Que las grandes empresas de Estados Unidos -por miles- se marcharan a Asia abandonando la patria no es muy MAGA, ¿verdad, Donald? Y traerlas ahora a cañonazos, tampoco. Estaría bien que China hiciera públicos los precios que les pagan las empresas americanas por los productos de lujo ya finalizados y listos para la venta, aunque se cambie el made de origen. Para demostrar que los culpables no son los chinos, ni los indios ni los de Bangladesh, sino los especuladores sin escrúpulos, usureros que ganan fortunas en Bolsa con su información privilegiada, no como esos inmigrantes que trabajan como animales partiéndose la espalda. ¡Qué paradójica actuación, que dice mucho de su catadura moral! Cuando se aprovechaban de los asiáticos con sus sueldos exiguos, muy bien, nos forramos a su costa; pero ahora que esos países comienzan a salir a flote, muy mal, aranceles del 145 %. ¡Viva el esclavismo!

**Datos extraídos:**

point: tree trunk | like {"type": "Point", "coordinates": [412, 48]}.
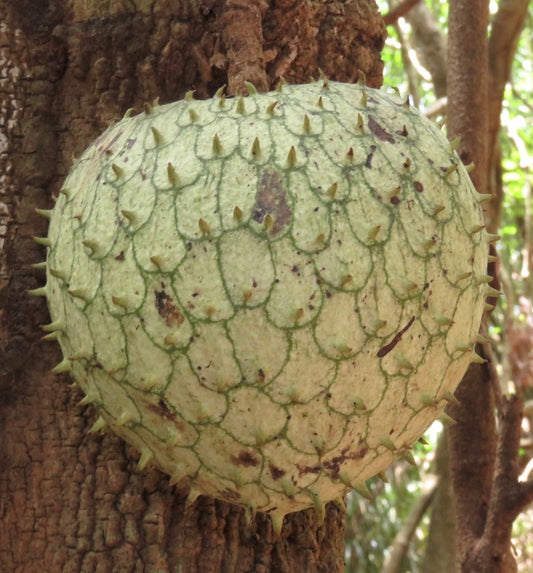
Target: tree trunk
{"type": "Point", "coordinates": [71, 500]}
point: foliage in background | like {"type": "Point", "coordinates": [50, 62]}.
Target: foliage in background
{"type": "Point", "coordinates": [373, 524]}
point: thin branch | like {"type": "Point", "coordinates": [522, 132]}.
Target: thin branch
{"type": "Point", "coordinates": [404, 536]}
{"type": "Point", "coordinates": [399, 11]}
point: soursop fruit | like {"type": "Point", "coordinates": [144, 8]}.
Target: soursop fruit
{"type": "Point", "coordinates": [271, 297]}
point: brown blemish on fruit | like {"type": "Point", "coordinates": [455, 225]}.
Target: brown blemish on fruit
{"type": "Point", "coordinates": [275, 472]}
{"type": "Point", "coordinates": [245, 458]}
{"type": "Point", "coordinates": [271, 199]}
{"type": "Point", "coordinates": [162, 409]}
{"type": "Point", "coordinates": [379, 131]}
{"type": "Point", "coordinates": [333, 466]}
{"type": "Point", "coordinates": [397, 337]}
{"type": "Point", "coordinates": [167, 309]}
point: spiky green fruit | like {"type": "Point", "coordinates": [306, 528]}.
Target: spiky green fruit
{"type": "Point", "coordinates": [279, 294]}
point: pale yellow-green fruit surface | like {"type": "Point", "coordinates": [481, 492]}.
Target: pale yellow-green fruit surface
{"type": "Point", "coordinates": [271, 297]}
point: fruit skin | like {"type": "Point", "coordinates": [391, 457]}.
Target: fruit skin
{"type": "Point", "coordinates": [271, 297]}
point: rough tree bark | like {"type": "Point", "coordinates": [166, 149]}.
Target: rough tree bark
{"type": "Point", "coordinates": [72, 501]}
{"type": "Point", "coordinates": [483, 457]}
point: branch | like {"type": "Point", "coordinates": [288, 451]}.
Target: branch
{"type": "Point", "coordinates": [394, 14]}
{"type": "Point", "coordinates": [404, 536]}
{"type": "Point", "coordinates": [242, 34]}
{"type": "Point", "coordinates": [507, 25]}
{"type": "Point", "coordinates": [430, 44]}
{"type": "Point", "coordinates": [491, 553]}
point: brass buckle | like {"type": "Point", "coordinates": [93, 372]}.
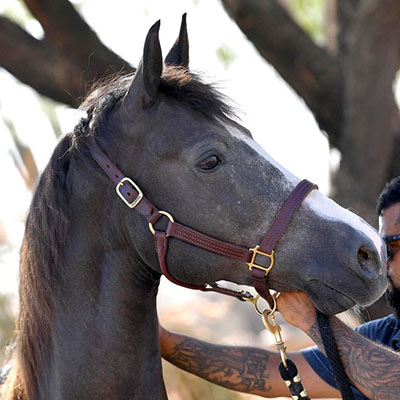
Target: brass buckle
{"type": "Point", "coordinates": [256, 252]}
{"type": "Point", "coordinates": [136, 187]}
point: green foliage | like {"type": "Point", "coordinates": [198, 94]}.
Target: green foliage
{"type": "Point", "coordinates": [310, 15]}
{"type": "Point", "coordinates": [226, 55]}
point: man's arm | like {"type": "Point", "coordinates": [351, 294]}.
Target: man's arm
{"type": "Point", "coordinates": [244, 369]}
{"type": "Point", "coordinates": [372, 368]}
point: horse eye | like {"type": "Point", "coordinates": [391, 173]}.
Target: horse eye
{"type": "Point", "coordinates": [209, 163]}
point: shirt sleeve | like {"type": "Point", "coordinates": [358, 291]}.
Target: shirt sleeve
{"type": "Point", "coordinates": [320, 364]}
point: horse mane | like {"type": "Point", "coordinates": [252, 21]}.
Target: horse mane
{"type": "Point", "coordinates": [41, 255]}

**Tarea a realizar:** Enumere, en el orden en que aparecen, todos los nombres propios de países o regiones geográficas que se mencionan en el texto sobre los aranceles.

**Resultado de la tarea:**
- Estados Unidos
- Asia
- China
- Bangladesh